-- PROVIDED PASSAGE --
·····
= Rootpipe =

Security vulnerability

Rootpipe is a security vulnerability found in some versions of OS X that allows privilege escalation whereby a user with administrative rights, or a program executed by an administrative user, can obtain superuser (root) access. This is considered problematic as the first user account created under OS X is furnished with administrator rights by default. By leveraging other security vulnerabilities on a system, such as an unpatched web browser, rootpipe could be used by an attacker to help gain complete control of the operating system.

Emil Kvarnhammar of TrueSec, a security firm credited with the discovery, says that he found the vulnerability after several days of binary analysis. He recommends creating an account without administrative privileges to be used for normal everyday work and using FileVault.

An older exploit for the same issue was later published on exploit-db, suggesting the issue dates back to June 2010. It appears the exploit was used by the author during a presentation on Trusteer Rapport at 44con 2011.
·····
-- DATASET ENTRIES --
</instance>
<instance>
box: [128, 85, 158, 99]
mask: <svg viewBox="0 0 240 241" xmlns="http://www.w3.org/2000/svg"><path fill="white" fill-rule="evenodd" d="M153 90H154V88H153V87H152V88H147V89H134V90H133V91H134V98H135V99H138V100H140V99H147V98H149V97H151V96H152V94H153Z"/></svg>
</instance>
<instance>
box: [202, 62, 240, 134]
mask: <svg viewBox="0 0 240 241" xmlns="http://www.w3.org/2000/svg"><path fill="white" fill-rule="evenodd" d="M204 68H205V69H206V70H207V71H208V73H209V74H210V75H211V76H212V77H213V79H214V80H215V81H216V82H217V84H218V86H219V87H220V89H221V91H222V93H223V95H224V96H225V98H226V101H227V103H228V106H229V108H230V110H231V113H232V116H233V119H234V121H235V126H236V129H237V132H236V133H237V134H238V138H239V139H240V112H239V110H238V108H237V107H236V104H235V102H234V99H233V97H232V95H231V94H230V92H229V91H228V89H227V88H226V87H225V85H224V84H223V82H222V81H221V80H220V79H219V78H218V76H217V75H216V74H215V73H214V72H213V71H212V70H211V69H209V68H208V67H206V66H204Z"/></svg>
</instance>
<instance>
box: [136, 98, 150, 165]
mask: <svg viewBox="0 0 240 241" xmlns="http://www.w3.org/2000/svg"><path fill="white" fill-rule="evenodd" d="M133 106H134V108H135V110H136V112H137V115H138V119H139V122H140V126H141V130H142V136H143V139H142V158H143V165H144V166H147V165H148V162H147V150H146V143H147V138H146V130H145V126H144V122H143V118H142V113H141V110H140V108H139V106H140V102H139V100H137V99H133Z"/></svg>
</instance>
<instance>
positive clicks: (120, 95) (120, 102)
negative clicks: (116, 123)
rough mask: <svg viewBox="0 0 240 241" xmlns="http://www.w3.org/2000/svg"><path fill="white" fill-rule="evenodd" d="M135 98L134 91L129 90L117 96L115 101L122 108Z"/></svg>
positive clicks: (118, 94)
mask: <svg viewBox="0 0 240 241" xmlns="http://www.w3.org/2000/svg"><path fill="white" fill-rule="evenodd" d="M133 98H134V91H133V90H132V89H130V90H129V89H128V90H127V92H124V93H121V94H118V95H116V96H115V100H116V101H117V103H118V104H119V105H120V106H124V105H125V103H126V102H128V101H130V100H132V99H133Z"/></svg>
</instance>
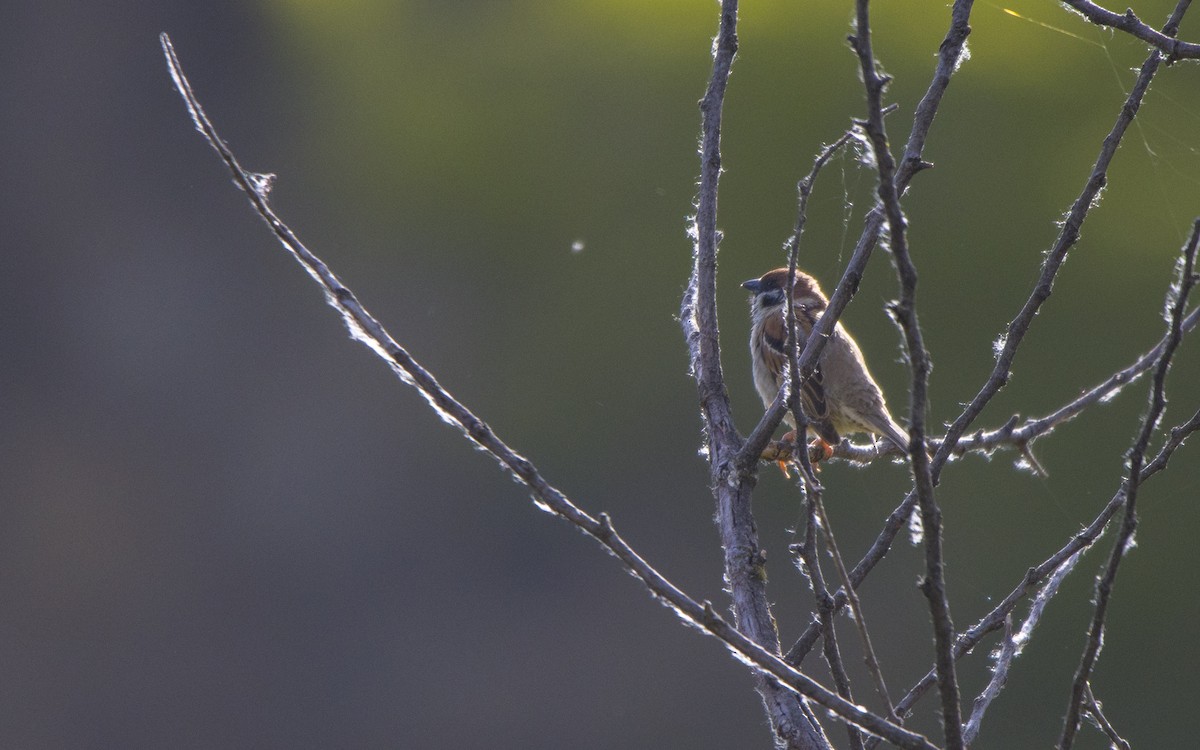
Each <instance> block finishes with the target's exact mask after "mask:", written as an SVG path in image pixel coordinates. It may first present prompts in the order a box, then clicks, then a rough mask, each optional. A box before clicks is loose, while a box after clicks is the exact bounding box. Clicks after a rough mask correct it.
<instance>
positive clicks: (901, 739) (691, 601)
mask: <svg viewBox="0 0 1200 750" xmlns="http://www.w3.org/2000/svg"><path fill="white" fill-rule="evenodd" d="M160 41H161V43H162V48H163V54H164V55H166V58H167V64H168V67H169V68H170V74H172V78H173V79H174V82H175V86H176V88H178V89H179V92H180V95H181V96H182V97H184V101H185V103H186V104H187V109H188V113H190V114H191V116H192V121H193V122H194V125H196V128H197V130H198V131H199V132H200V133H202V134H203V136H204V138H205V140H208V143H209V145H211V146H212V148H214V150H216V151H217V154H218V155H220V156H221V158H222V161H224V163H226V166H227V167H228V168H229V170H230V172H232V173H233V178H234V181H235V184H236V185H238V186H239V187H240V188H241V190H242V191H244V192H245V193H246V197H247V198H248V200H250V202H251V205H252V206H253V208H254V210H256V211H257V212H258V215H259V216H260V217H262V218H263V220H264V221H265V222H266V223H268V226H269V227H270V228H271V232H272V233H274V234H275V236H276V239H277V240H278V241H280V244H281V245H283V247H284V248H286V250H287V251H288V252H289V253H292V256H293V257H294V258H295V259H296V260H298V262H299V263H300V264H301V265H302V266H304V269H305V270H306V271H307V272H308V274H310V275H311V276H312V277H313V280H314V281H316V282H317V283H318V284H319V286H320V288H322V290H323V292H324V294H325V300H326V301H328V302H329V305H330V306H331V307H334V308H335V310H336V311H337V312H338V313H340V314H341V316H342V318H343V320H344V322H346V324H347V328H348V329H349V330H350V334H352V336H353V337H354V338H356V340H359V341H361V342H362V343H365V344H366V346H368V347H370V348H371V349H372V350H373V352H374V353H376V354H377V355H379V356H380V358H382V359H383V360H384V361H385V362H386V364H388V365H389V367H391V368H392V371H394V372H395V373H396V374H397V377H400V378H401V380H403V382H404V383H406V384H409V385H412V386H414V388H415V389H416V390H418V391H419V392H420V394H421V395H422V396H424V397H425V400H426V401H427V402H428V403H430V406H431V407H432V408H433V409H434V410H436V412H437V414H438V415H439V416H442V419H443V420H445V421H446V422H448V424H450V425H452V426H456V427H458V428H460V430H461V431H462V433H463V436H464V437H467V438H468V439H469V440H472V442H473V443H475V444H476V445H478V446H479V448H480V449H482V450H484V451H486V452H488V454H490V455H492V456H493V457H494V458H496V460H497V461H498V462H499V463H500V466H502V467H503V468H505V469H506V470H508V472H509V473H511V474H512V476H514V478H516V479H517V480H518V481H521V482H522V484H524V485H526V486H527V487H529V490H530V491H532V493H533V496H534V498H535V503H536V504H538V505H539V506H541V508H544V509H545V510H548V511H550V512H552V514H554V515H557V516H559V517H560V518H563V520H565V521H568V522H570V523H571V524H572V526H575V527H576V528H578V529H580V530H582V532H583V533H586V534H588V535H589V536H592V538H593V539H595V540H596V541H599V542H600V544H601V545H602V546H604V547H605V548H606V550H607V551H608V552H610V553H612V554H613V556H614V557H617V558H618V559H619V560H620V562H622V563H623V564H624V566H625V569H626V570H628V571H629V572H631V574H632V575H634V576H635V577H637V578H638V580H640V581H642V583H643V584H644V586H646V587H647V589H649V592H650V594H652V595H653V596H654V598H655V599H658V600H659V601H660V602H662V604H664V605H666V606H668V607H671V608H672V610H673V611H674V612H676V613H677V614H678V616H679V617H680V618H682V619H683V620H684V622H685V623H688V624H690V625H694V626H695V628H697V629H698V630H701V631H702V632H706V634H708V635H712V636H715V637H716V638H719V640H720V641H721V642H722V643H724V644H725V646H726V647H727V648H728V649H730V650H731V652H732V653H733V654H734V655H736V656H738V658H739V659H740V660H743V661H744V662H746V664H748V665H751V666H752V668H754V670H755V671H756V672H757V673H761V674H769V676H770V678H772V679H770V683H772V684H773V685H776V686H782V688H784V689H786V691H787V694H788V695H799V696H805V697H808V698H811V700H812V701H815V702H817V703H820V704H821V706H823V707H826V708H827V709H829V710H830V712H833V713H835V714H836V715H839V716H841V718H842V719H844V720H846V721H848V722H851V724H854V725H856V726H859V727H862V728H863V730H864V731H868V732H870V733H874V734H878V736H881V737H884V738H886V739H887V740H888V742H890V743H894V744H896V745H898V746H901V748H912V749H914V750H916V749H920V750H935V746H934V745H932V744H930V743H929V740H926V739H925V738H924V737H922V736H920V734H917V733H914V732H911V731H908V730H905V728H902V727H899V726H895V725H894V724H890V722H888V721H887V720H884V719H883V718H881V716H877V715H875V714H871V713H870V712H866V710H865V709H863V708H860V707H858V706H853V704H851V703H848V702H847V701H845V700H842V698H840V697H839V696H836V695H834V694H833V692H830V691H828V690H826V689H824V688H822V686H821V685H820V684H817V683H816V682H815V680H812V679H810V678H809V677H806V676H805V674H803V673H802V672H799V671H797V670H794V668H793V667H791V666H790V665H788V664H786V662H785V661H784V660H782V659H780V658H779V655H778V654H774V653H772V652H769V650H767V649H764V648H763V647H762V646H760V644H758V643H756V642H754V641H751V640H750V638H749V637H746V636H745V635H744V634H743V632H742V631H739V630H738V629H737V628H733V626H732V625H730V624H728V623H727V622H726V620H725V619H724V618H722V617H721V616H720V614H718V613H716V611H715V610H714V608H713V606H712V605H710V604H708V602H703V604H701V602H697V601H696V600H695V599H692V598H690V596H688V595H686V594H684V593H683V592H682V590H680V589H679V588H677V587H676V586H674V584H672V583H671V582H670V581H667V580H666V578H665V577H664V576H662V575H661V574H659V572H658V571H656V570H655V569H654V568H653V566H650V565H649V564H648V563H647V562H646V560H644V559H643V558H642V557H641V556H638V554H637V553H636V552H635V551H634V550H632V548H631V547H630V546H629V545H628V544H626V542H625V541H624V539H622V538H620V535H619V534H617V532H616V529H614V528H613V524H612V521H611V520H610V518H608V516H607V515H606V514H600V515H599V517H593V516H590V515H588V514H587V512H584V511H583V510H581V509H580V508H578V506H577V505H575V504H574V503H572V502H571V500H570V499H569V498H568V497H566V496H565V494H563V492H560V491H559V490H557V488H556V487H553V486H552V485H550V484H548V482H547V481H546V480H545V479H544V478H542V476H541V474H540V472H539V470H538V468H536V467H535V466H534V464H533V463H532V462H530V461H529V460H527V458H524V457H523V456H521V455H518V454H517V452H515V451H514V450H512V449H511V448H509V446H508V445H506V444H505V443H504V442H502V440H500V439H499V438H498V437H497V436H496V433H494V432H493V431H492V430H491V427H488V426H487V425H486V424H485V422H484V421H482V420H481V419H479V418H478V416H475V414H473V413H472V412H470V410H469V409H468V408H467V407H466V406H463V404H462V403H460V402H458V401H457V400H455V398H454V396H451V395H450V392H449V391H446V390H445V389H444V388H442V385H440V384H439V383H438V382H437V379H436V378H434V377H433V376H432V374H431V373H430V372H428V371H426V370H425V368H424V367H422V366H421V365H420V364H419V362H416V360H415V359H413V356H412V355H410V354H409V353H408V352H407V350H406V349H404V348H403V347H401V346H400V344H397V343H396V342H395V341H394V340H392V338H391V336H390V334H388V331H386V330H385V329H384V328H383V325H382V324H380V323H379V322H378V320H377V319H376V318H374V317H372V316H371V314H370V313H368V312H367V311H366V310H365V308H364V307H362V305H361V304H360V302H359V301H358V298H356V296H355V295H354V293H353V292H350V289H349V288H347V287H346V286H344V284H343V283H342V282H341V281H340V280H338V278H337V276H335V275H334V272H332V271H331V270H330V269H329V266H328V265H326V264H325V263H324V262H323V260H322V259H320V258H318V257H317V256H316V254H313V253H312V252H311V251H310V250H308V248H307V247H306V246H305V245H304V244H302V242H301V241H300V240H299V238H296V235H295V234H294V233H293V232H292V229H290V228H289V227H288V226H287V224H286V223H284V222H283V221H282V220H281V218H280V217H278V216H277V215H276V214H275V211H274V210H272V209H271V208H270V205H269V203H268V187H269V184H270V180H269V179H266V178H265V176H264V175H258V174H254V173H251V172H247V170H246V169H244V168H242V167H241V164H240V163H239V161H238V158H236V157H235V156H234V154H233V151H232V150H230V149H229V148H228V146H227V145H226V143H224V140H223V139H222V138H221V136H220V134H218V133H217V131H216V128H215V127H214V125H212V122H211V121H210V120H209V118H208V115H206V114H205V112H204V109H203V107H202V106H200V102H199V100H198V98H197V97H196V95H194V94H193V91H192V86H191V83H190V82H188V80H187V78H186V76H185V74H184V70H182V66H181V64H180V61H179V58H178V56H176V55H175V50H174V47H173V46H172V43H170V38H169V37H168V36H167V35H166V34H162V35H161V36H160ZM793 702H794V701H793Z"/></svg>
·····
-- USING THE INFORMATION --
1/ From the Rootpipe article, list every proper name other than "Rootpipe" itself, in the order each first appears.
2/ Write the next part of the Rootpipe article, starting after its final sentence.

-- RESPONSES BY ITEM NUMBER --
1/ OS X, Emil Kvarnhammar, TrueSec, FileVault, exploit-db, Trusteer Rapport, 44con

2/
The vulnerability was reported to Apple Inc. in October 2014, and has been reported as present in OS X versions 10.7.5, 10.8.2, 10.9.5 and 10.10.2. OS X 10.10.3 was officially designated as patched by Apple, but Kvarnhammar (crediting Patrick Wardle) has blogged that the vulnerability is still present in that version. On 1 July 2015, Kvarnhammer noted that additional restrictions had been introduced in OS X 10.10.4, adding in a comment two days later that he believed the then-current versions of OS X 10.9 (with Security Update 2015-005) and 10.10 to be safe from the exploit.

In November 2017, a similar vulnerability was revealed which allowed logging in as root with no password.